SOURCE EXTRACT:
※ ※ ※

Tuesday, November 05, 2019

Artemis, Diana (4Th Century Pagan Goddesses), Pachamama, and Mary

Everett Ferguson writes,

In the Latin west and in the Greek east the church won only by detouring the traditional piety [pagan] to other objects. The martyrs and the saints received the homage once given to the heroes and nature and household spirits. The similarity between the cult of heroes and spirits in ancient Greece and Rome and the cult of the saints in medieval Christendom (Roman and Greek) has often been observed.

…. When Christianity replaced paganism, the saints took over the functions of the specialized local deities. The situation may be described as “the old firm doing the same business at the same place under a new name and a new management”. This perhaps says too much. It was not the ancient religion itself that survived but the mentality that was part of it. (Ferguson, “Backgrounds of Early Christianity”, pg 182.)

※ ※ ※

Image object location entries:
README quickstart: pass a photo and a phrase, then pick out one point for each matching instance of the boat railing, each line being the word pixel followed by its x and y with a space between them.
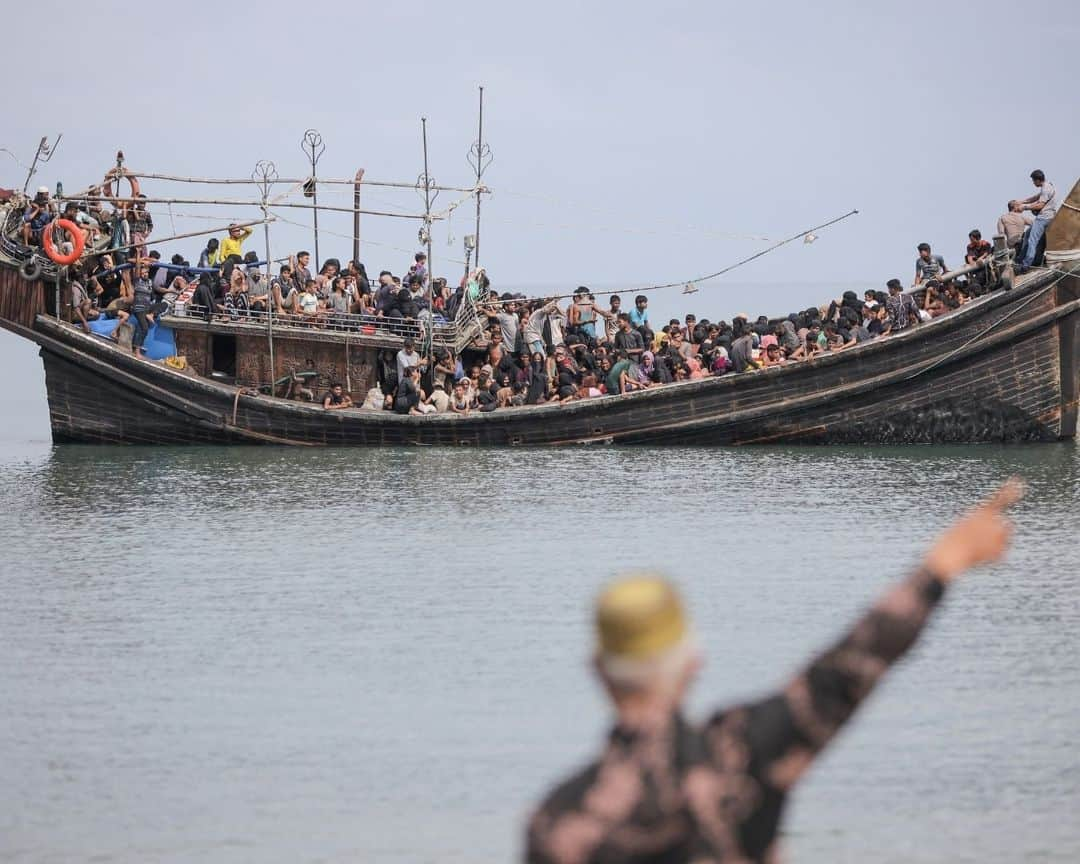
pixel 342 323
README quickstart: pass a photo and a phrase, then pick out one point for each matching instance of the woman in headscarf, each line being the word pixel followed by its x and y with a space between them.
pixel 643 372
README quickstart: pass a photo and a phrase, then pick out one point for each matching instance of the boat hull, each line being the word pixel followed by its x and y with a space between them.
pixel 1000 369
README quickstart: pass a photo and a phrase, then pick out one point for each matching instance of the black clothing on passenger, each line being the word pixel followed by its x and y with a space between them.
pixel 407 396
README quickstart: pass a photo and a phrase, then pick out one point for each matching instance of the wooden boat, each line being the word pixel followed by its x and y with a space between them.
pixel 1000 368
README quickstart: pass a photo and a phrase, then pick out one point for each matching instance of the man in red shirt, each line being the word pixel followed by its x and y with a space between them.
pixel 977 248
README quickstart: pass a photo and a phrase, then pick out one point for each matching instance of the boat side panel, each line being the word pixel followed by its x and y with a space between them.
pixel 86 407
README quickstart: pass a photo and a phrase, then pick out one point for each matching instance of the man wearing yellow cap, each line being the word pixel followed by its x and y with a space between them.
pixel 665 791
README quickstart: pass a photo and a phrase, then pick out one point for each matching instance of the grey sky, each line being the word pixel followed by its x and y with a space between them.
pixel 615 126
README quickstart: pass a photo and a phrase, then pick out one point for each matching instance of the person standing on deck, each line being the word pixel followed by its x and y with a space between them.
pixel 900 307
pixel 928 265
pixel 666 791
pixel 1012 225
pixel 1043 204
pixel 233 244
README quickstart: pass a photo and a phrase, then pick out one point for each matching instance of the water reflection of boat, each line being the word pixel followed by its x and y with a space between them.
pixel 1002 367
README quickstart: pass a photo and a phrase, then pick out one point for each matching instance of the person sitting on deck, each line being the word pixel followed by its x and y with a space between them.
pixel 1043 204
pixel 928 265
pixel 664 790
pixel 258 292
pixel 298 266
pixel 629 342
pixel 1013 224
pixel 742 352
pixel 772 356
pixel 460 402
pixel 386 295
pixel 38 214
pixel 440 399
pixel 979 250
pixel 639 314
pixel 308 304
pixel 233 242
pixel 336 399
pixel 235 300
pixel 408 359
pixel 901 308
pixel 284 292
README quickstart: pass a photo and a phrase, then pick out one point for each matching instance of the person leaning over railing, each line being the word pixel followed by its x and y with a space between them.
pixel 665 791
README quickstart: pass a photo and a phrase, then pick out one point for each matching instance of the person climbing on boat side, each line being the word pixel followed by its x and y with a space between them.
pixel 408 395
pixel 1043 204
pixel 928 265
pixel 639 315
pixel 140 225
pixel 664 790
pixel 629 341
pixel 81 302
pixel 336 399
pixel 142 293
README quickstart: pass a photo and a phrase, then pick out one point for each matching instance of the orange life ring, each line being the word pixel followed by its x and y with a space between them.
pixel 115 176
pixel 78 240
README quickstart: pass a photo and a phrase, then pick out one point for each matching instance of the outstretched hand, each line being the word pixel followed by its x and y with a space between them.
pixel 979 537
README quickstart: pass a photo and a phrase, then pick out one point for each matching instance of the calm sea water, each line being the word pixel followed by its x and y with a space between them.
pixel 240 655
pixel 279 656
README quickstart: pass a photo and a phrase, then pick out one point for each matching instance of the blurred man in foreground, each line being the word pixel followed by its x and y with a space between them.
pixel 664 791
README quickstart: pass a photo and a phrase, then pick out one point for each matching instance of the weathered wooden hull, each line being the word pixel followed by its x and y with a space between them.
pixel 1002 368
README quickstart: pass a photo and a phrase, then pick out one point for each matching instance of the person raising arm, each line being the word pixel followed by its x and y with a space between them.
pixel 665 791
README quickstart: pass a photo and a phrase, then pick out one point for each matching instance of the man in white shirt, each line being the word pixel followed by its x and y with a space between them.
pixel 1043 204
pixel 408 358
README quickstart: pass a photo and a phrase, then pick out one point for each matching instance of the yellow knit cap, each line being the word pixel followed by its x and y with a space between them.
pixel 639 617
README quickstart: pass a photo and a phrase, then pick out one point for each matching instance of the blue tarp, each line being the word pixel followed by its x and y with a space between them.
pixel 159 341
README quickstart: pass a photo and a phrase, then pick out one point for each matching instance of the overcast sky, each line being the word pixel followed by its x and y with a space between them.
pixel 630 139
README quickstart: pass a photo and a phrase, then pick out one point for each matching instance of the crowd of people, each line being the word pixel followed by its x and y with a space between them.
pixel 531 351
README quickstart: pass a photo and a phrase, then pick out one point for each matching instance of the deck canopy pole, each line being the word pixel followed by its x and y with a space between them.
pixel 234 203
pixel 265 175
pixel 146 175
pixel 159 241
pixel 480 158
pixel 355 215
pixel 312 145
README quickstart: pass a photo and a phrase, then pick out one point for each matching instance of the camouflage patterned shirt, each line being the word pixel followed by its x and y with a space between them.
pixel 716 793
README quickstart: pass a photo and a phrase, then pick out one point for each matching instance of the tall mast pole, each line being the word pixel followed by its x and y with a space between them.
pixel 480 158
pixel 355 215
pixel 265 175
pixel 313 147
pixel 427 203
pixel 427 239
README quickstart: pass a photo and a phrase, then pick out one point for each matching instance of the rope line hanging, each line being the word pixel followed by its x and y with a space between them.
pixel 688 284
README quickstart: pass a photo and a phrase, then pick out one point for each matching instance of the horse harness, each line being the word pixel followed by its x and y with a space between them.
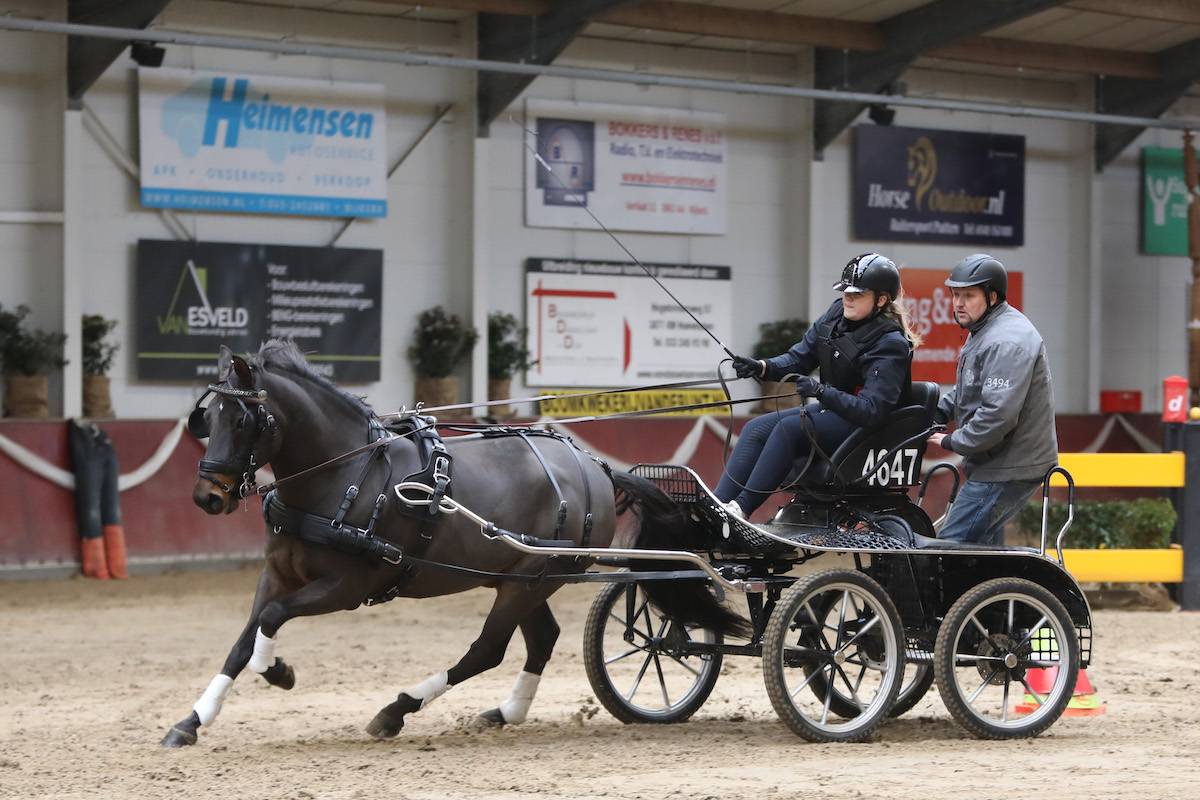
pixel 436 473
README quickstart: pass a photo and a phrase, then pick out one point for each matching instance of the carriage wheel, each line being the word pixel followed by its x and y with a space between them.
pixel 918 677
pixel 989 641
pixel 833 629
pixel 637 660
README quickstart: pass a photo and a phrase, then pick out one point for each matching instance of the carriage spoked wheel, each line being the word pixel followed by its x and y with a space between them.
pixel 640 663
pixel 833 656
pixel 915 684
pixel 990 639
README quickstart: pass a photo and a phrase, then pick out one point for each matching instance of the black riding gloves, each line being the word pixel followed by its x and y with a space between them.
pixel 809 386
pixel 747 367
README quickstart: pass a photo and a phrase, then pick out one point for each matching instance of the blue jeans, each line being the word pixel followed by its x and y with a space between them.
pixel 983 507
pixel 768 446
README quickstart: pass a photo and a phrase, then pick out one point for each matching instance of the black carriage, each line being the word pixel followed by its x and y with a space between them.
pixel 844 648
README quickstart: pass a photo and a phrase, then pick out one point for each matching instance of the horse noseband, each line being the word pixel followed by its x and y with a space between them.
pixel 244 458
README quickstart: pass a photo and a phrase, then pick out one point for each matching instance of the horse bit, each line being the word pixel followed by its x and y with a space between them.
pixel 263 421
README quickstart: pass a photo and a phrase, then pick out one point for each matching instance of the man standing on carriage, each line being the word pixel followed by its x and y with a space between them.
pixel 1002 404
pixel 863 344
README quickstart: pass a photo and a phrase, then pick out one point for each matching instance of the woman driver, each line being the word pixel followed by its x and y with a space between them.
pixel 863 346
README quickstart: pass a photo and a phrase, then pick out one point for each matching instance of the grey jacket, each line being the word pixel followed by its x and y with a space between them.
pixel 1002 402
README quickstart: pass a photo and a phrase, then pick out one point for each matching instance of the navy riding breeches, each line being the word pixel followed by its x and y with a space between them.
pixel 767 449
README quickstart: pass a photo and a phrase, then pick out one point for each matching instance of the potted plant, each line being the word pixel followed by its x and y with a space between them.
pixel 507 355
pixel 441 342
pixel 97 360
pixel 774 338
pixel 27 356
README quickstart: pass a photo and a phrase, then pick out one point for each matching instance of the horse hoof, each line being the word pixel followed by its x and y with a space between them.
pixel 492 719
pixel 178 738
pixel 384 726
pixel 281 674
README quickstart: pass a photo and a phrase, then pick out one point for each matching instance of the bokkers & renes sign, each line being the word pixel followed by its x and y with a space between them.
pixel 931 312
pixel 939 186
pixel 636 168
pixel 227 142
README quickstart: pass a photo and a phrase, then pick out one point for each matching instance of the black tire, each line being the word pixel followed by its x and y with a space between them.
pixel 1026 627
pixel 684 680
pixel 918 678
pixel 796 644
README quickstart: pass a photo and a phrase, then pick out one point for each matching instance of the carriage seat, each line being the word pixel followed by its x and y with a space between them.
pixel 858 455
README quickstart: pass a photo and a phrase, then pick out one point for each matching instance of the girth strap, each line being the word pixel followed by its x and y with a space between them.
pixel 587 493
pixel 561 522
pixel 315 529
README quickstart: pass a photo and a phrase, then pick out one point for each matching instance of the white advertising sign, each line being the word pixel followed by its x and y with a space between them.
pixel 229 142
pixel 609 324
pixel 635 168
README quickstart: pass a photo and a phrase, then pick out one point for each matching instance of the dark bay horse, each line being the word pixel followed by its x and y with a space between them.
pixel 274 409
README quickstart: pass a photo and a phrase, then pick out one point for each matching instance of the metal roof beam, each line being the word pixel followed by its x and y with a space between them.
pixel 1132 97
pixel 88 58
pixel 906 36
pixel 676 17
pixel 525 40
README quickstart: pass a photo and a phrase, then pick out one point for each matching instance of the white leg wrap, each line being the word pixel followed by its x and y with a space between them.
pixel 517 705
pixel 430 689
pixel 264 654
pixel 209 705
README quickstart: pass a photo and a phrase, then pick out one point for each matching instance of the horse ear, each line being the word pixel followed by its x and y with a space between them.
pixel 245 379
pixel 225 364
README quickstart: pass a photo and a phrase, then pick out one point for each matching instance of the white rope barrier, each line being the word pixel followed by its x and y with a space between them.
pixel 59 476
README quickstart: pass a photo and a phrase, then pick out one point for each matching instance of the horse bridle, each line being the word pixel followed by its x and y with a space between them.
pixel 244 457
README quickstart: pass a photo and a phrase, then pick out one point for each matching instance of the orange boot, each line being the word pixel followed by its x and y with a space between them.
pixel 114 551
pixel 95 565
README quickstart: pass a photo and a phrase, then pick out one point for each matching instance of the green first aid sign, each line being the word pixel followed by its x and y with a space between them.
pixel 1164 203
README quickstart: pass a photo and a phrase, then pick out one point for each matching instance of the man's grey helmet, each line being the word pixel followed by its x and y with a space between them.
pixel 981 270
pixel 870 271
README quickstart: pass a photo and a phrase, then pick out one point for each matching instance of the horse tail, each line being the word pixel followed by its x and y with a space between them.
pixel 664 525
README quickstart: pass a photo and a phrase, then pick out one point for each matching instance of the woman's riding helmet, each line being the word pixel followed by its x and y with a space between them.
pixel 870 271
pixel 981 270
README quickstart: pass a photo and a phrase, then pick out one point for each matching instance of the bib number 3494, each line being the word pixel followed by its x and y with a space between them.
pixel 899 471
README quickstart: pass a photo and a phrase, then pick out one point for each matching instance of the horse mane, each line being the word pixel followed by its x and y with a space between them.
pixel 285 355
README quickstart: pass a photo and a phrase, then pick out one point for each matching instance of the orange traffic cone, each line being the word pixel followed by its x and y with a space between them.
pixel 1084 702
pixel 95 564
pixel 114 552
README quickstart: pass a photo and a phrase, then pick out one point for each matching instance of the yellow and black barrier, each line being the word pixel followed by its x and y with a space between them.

※ ※ ※

DIRECTIVES:
[1] In the passage on saints and pagan deities, why does the quoted description of "the old firm doing the same business" perhaps say too much?
[2] Copy the stretch from "Tuesday, November 05, 2019" through "often been observed." in the passage on saints and pagan deities.

RESPONSES:
[1] According to the passage, it was not the ancient religion itself that survived. What survived was the mentality that had been part of it.

[2]
Tuesday, November 05, 2019

Artemis, Diana (4Th Century Pagan Goddesses), Pachamama, and Mary

Everett Ferguson writes,

In the Latin west and in the Greek east the church won only by detouring the traditional piety [pagan] to other objects. The martyrs and the saints received the homage once given to the heroes and nature and household spirits. The similarity between the cult of heroes and spirits in ancient Greece and Rome and the cult of the saints in medieval Christendom (Roman and Greek) has often been observed.